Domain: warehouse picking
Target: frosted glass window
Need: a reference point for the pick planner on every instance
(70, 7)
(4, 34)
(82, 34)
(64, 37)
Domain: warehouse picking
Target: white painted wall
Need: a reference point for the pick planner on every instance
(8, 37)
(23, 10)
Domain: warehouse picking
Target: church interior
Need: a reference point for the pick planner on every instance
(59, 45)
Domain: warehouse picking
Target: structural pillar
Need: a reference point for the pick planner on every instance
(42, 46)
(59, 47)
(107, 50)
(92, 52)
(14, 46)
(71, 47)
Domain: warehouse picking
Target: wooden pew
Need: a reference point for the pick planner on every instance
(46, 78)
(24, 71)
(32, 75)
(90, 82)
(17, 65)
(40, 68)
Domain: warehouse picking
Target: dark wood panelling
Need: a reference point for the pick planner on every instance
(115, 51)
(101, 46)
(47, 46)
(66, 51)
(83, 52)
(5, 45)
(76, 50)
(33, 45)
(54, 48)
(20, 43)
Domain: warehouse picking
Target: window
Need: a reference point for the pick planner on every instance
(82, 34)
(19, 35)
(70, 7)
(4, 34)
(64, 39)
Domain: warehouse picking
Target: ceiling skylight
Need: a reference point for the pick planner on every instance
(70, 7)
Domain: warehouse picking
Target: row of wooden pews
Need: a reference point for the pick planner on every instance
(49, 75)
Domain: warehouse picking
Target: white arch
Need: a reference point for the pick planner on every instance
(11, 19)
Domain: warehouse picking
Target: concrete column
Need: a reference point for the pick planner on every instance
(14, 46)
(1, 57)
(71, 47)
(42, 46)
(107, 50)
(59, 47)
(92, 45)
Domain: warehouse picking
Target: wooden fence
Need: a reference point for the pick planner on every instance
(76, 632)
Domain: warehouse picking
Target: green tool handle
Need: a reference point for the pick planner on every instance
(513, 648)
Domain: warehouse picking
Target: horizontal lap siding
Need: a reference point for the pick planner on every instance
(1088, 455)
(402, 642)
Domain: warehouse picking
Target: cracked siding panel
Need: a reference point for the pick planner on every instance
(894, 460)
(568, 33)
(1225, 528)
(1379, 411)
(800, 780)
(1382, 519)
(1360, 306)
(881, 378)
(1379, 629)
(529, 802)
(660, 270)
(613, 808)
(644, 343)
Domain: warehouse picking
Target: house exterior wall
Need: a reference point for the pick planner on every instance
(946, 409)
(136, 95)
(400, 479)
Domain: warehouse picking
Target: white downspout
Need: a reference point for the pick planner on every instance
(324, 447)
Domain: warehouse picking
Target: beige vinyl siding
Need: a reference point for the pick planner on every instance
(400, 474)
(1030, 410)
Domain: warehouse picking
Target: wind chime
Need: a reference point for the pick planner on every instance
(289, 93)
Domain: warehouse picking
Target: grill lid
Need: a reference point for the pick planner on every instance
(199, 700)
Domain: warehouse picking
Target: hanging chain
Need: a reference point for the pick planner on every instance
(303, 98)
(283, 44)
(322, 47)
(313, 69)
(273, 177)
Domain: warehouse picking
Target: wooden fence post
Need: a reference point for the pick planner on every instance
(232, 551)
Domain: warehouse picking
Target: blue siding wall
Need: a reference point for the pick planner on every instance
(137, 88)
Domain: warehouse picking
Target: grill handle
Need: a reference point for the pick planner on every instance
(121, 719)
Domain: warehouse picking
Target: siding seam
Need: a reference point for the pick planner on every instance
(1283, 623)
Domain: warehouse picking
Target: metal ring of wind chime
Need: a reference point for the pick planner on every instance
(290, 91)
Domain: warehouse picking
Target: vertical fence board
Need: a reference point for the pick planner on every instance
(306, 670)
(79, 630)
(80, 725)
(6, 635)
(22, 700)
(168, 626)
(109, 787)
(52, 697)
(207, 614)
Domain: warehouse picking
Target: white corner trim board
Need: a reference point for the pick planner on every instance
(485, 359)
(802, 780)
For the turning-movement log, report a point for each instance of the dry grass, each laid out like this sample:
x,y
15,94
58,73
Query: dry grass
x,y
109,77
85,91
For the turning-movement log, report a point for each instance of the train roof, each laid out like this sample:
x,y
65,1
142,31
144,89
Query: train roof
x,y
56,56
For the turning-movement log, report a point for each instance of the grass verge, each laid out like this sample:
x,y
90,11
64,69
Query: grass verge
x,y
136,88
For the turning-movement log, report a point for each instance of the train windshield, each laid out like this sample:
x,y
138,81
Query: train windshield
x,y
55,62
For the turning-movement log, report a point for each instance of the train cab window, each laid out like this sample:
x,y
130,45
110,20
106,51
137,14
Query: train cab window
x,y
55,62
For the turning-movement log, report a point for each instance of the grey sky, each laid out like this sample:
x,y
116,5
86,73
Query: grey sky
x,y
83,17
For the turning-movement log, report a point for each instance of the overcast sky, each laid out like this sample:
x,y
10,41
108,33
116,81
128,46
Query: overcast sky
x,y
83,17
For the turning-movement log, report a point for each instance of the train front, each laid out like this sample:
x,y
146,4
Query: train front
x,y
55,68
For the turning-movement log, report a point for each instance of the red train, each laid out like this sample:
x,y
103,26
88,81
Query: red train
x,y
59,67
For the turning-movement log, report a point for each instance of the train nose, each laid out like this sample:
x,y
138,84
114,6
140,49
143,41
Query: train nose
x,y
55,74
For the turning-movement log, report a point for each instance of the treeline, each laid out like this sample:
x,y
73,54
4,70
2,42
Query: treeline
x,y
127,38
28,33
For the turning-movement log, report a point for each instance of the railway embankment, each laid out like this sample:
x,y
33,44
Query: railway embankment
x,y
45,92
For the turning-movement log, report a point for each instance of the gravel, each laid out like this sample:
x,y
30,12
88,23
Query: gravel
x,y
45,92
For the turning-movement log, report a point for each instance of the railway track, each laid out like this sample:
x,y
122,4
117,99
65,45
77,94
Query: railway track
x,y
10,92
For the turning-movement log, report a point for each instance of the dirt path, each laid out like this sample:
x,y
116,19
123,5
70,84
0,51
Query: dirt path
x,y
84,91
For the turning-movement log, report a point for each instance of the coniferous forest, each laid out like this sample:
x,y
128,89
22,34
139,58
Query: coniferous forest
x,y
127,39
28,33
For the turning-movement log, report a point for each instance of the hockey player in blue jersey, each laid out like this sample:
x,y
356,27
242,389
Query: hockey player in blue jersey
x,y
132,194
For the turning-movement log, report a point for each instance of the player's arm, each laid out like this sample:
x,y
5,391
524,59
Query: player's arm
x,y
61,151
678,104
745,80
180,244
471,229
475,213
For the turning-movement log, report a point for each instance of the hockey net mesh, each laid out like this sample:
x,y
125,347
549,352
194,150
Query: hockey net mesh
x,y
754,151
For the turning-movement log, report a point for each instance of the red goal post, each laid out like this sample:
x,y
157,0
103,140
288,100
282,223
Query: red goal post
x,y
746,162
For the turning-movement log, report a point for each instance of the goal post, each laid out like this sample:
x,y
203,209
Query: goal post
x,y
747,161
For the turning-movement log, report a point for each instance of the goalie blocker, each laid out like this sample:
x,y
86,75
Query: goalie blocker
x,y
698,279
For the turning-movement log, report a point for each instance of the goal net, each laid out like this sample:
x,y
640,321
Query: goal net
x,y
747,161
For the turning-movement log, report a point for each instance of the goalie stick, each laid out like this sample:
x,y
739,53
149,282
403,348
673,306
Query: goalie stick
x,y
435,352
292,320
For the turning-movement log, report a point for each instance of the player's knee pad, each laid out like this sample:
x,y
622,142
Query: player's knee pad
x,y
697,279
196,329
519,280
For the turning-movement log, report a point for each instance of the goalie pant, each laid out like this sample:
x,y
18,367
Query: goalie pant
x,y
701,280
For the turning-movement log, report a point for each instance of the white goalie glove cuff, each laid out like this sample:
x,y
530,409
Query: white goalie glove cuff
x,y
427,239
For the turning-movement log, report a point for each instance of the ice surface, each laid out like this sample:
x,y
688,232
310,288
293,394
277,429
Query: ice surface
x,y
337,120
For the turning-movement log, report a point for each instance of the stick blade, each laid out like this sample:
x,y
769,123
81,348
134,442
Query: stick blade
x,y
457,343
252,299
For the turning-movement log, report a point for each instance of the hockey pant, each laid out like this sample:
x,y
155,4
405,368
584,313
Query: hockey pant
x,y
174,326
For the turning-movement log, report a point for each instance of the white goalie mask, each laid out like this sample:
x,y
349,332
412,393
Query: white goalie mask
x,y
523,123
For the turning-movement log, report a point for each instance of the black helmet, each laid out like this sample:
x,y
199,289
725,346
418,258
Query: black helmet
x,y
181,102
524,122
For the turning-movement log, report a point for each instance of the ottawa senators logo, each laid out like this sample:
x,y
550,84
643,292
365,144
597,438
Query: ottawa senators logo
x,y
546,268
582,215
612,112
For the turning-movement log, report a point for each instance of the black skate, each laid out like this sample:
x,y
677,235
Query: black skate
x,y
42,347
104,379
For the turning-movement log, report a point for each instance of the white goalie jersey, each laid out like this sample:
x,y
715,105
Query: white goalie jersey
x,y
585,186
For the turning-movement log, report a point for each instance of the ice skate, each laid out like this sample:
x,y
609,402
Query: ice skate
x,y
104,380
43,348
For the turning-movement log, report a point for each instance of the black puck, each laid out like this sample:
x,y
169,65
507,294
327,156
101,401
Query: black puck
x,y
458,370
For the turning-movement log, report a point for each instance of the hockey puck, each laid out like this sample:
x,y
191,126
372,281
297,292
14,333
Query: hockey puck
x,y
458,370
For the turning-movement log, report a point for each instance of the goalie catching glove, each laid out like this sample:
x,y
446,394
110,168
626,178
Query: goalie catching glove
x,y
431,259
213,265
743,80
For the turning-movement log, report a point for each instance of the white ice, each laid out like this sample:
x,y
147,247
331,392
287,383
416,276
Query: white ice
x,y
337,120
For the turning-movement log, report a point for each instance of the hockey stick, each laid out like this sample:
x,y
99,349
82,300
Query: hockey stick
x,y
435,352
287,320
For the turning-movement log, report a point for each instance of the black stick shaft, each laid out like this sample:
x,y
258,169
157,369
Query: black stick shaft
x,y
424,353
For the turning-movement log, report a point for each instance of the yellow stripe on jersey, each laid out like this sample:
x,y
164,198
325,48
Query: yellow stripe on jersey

- STATED EXERCISE -
Extract every line from the one containing "white ice, each" to the end of the entries, including both of those lines, exactly as given and with nothing added.

- FINAL RESULT -
For the turning-movement log, report a point for each instance of the white ice, each laid out like this sample:
x,y
147,247
331,392
287,383
416,276
Query: white ice
x,y
337,120
For the turning-movement log, report a point for each instance of the hockey stick, each laid out like this sample:
x,y
99,349
82,300
Query: hockey stick
x,y
435,352
287,320
For the turning-movement log, report a point for each instance of the black stick shaft, each laid out like this sample:
x,y
258,169
157,369
Query: black stick shaft
x,y
424,353
For the turning-movement log, report a point for each instance of the yellow stripe on jersey, each laid out like this sample:
x,y
164,198
325,48
Query: yellow stripe on jersey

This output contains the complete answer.